[DATA EXTRACTS Boundary: Start]

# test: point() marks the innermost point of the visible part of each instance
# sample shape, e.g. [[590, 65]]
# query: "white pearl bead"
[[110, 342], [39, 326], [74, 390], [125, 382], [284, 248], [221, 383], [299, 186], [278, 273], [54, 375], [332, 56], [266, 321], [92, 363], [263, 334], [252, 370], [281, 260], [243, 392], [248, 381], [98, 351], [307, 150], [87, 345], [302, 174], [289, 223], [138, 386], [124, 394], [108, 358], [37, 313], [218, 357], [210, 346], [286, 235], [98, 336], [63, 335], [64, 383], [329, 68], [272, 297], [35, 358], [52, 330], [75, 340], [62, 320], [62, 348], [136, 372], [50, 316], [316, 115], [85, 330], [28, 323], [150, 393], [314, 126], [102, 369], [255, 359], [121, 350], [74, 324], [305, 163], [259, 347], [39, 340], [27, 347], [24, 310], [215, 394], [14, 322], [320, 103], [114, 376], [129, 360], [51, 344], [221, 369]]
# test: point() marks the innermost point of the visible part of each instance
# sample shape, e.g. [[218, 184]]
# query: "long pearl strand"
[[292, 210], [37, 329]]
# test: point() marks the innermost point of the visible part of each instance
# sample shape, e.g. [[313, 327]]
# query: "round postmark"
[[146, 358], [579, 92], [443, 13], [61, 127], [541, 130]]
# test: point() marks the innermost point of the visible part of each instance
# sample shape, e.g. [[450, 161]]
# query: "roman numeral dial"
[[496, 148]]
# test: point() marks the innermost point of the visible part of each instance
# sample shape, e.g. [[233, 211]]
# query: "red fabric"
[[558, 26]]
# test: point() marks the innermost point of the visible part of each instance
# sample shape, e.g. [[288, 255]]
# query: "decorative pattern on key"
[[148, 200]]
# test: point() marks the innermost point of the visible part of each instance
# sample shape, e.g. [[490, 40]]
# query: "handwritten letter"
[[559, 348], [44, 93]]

[DATA EXTRACTS Boundary: End]

# WHAT IS NEEDED:
Copy every line of the data where "sample" is found.

# FINISHED TASK:
# sample shape, e.g. [[590, 65]]
# sample shape, e.g. [[218, 184]]
# sample shape, e.g. [[313, 327]]
# sample shape, e.g. [[450, 161]]
# sample shape, e.g. [[233, 211]]
# sample shape, e.g. [[288, 255]]
# sample shape, e.g. [[490, 40]]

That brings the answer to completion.